WORK INSTRUCTIONS:
Only the lines running from the line with "yo can you spot the white surfboard" to the end of the records below belong in the answer, each copied exactly.

DATA FOR PROCESSING:
*** Block opens ***

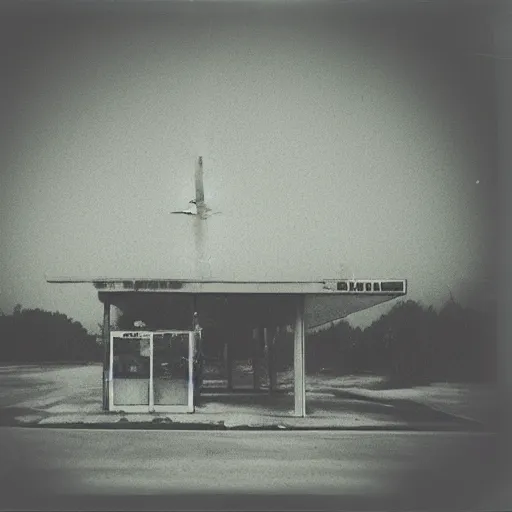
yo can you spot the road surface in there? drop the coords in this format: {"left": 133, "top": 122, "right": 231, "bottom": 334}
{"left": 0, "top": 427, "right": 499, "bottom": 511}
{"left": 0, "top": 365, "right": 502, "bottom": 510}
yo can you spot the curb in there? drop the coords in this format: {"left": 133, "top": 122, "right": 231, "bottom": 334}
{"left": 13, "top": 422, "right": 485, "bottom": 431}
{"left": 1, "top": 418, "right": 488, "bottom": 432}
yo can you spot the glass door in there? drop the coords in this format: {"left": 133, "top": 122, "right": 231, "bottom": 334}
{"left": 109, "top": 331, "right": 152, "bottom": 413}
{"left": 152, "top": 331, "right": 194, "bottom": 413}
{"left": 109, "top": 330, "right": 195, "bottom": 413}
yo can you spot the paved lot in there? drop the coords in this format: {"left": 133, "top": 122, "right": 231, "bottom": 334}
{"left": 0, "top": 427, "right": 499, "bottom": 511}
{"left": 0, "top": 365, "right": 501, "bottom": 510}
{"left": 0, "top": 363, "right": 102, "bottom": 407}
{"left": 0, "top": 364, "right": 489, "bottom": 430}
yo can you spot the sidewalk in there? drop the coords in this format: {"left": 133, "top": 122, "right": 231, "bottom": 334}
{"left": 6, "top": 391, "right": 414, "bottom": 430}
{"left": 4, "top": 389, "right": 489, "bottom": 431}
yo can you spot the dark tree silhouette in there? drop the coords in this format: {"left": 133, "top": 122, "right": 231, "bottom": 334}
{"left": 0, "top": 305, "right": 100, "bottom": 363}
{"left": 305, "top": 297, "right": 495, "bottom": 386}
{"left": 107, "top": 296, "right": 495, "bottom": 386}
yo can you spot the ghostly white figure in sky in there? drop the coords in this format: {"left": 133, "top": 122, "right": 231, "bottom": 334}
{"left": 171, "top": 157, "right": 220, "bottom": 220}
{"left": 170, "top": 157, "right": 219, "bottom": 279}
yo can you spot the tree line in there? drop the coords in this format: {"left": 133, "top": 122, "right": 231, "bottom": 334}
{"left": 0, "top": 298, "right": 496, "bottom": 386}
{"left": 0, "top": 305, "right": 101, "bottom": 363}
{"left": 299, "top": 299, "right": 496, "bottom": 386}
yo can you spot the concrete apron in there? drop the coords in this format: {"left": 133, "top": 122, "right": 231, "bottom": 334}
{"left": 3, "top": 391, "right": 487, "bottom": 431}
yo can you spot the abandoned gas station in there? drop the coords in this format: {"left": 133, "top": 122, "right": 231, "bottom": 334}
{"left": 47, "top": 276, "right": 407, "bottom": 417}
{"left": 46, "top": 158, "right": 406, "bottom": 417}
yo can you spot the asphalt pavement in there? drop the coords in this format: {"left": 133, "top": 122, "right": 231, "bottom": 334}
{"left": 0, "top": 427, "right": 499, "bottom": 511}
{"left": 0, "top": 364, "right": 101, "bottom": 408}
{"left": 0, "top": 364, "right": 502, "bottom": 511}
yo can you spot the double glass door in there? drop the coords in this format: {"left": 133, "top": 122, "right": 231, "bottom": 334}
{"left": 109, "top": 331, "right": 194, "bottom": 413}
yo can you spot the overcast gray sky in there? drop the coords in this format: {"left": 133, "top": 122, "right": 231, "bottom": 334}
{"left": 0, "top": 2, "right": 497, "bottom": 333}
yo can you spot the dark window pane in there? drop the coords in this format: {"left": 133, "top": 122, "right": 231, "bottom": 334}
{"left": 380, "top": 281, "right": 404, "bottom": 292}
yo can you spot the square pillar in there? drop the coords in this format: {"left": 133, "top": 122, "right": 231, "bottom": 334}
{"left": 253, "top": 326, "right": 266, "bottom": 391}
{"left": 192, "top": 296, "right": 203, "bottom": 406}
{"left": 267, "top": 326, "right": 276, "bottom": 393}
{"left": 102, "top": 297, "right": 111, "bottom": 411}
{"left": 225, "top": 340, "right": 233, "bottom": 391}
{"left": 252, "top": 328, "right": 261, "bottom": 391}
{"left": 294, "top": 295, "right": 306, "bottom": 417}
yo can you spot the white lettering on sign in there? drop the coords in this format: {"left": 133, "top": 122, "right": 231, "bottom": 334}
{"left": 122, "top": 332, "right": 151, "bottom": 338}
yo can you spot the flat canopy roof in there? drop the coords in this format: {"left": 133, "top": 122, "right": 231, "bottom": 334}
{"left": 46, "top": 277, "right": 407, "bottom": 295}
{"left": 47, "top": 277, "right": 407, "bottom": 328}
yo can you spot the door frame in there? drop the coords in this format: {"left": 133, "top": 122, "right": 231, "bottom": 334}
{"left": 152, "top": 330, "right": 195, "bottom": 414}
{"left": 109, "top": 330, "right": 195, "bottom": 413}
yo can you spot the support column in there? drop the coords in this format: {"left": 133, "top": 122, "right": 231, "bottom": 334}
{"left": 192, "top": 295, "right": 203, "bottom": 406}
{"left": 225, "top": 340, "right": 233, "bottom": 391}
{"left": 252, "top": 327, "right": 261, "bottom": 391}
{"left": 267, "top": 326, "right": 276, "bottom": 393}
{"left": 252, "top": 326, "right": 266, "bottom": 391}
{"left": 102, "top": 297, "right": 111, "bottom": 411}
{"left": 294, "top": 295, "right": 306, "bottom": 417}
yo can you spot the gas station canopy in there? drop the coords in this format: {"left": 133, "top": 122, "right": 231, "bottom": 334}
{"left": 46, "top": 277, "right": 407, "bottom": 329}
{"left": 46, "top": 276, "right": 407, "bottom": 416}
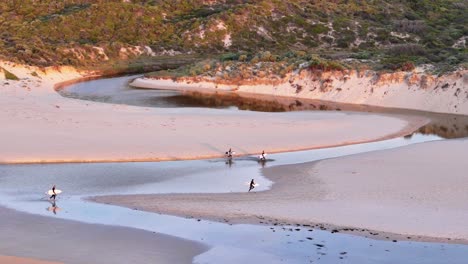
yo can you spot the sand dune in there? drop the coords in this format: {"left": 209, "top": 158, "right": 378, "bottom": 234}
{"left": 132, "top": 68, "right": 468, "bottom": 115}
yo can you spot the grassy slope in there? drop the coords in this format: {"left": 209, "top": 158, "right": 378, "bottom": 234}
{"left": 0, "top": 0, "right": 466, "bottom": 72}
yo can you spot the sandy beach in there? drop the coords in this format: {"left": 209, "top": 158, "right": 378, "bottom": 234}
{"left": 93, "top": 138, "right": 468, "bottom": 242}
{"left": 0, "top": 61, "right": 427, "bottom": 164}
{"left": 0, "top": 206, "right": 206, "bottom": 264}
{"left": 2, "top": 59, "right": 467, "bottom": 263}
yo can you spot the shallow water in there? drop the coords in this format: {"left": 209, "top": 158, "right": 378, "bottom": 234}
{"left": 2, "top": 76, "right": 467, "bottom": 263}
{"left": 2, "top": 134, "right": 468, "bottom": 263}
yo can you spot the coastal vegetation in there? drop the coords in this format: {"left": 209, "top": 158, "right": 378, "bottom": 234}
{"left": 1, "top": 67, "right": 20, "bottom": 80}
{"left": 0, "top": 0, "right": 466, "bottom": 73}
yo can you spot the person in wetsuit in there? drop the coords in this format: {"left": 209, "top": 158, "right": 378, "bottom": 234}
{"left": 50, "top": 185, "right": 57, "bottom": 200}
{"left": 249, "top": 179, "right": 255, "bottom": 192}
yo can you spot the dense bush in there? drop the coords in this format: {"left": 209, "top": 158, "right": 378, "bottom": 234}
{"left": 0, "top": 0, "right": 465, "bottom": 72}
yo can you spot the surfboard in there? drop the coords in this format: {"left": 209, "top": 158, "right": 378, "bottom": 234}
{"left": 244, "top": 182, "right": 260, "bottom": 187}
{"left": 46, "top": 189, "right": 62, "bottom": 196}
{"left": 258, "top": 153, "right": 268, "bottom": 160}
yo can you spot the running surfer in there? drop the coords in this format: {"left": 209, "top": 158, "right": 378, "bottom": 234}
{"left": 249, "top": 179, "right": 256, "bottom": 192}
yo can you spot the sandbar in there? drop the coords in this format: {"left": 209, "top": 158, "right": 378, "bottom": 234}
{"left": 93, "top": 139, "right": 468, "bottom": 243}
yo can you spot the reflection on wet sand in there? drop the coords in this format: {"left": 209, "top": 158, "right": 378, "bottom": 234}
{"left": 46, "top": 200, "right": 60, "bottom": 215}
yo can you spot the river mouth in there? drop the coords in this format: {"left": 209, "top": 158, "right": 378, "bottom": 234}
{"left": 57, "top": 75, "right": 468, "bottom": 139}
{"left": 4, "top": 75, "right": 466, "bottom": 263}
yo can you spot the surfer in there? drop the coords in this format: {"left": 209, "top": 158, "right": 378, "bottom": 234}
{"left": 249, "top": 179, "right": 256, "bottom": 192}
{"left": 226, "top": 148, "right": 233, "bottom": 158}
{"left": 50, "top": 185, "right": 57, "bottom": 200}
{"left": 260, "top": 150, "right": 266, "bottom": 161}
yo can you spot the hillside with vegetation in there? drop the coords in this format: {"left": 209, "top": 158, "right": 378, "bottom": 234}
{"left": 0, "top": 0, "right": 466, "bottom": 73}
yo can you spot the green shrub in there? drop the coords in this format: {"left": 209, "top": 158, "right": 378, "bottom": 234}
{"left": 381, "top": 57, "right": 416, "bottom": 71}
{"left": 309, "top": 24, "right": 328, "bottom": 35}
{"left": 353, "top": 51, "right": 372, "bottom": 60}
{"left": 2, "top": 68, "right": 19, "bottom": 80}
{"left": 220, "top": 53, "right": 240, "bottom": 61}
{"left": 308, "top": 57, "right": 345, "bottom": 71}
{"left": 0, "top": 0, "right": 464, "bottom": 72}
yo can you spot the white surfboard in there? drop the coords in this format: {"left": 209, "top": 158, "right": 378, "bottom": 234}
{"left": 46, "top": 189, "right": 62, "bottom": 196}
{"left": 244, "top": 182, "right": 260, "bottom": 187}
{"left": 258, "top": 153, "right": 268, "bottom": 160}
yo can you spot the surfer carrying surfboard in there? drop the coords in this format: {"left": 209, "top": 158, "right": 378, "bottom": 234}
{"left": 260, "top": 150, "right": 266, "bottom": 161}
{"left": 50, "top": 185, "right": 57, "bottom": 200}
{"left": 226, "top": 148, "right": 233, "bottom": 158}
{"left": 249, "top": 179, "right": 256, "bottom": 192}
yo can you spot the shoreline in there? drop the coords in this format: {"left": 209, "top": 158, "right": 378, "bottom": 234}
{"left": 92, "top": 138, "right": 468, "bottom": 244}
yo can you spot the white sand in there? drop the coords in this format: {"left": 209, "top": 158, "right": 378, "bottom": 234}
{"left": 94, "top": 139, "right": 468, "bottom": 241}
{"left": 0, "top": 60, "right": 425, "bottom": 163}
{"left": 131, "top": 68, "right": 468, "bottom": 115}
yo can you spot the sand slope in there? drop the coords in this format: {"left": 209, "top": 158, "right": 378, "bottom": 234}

*** Block closes ***

RESULT OF THIS EXERCISE:
yo can you spot the white surfboard in there? drop the coords in this format: {"left": 209, "top": 158, "right": 378, "bottom": 234}
{"left": 46, "top": 189, "right": 62, "bottom": 196}
{"left": 244, "top": 182, "right": 260, "bottom": 187}
{"left": 258, "top": 153, "right": 268, "bottom": 160}
yo can you spot the surfer carrying surfboard in there? drop the coords in this format: {"left": 209, "top": 158, "right": 378, "bottom": 234}
{"left": 260, "top": 150, "right": 266, "bottom": 161}
{"left": 50, "top": 185, "right": 57, "bottom": 200}
{"left": 226, "top": 148, "right": 233, "bottom": 158}
{"left": 249, "top": 179, "right": 256, "bottom": 192}
yo can you spot the shoreline in there? drop the coords in this format: {"left": 209, "top": 158, "right": 378, "bottom": 234}
{"left": 92, "top": 138, "right": 468, "bottom": 244}
yo can you spot the white sand in there? drop the coords in this format: {"left": 209, "top": 158, "right": 378, "bottom": 234}
{"left": 94, "top": 139, "right": 468, "bottom": 241}
{"left": 0, "top": 60, "right": 425, "bottom": 163}
{"left": 131, "top": 68, "right": 468, "bottom": 115}
yo can you spot the sand slope in there? drop the coords in this format: {"left": 209, "top": 158, "right": 378, "bottom": 234}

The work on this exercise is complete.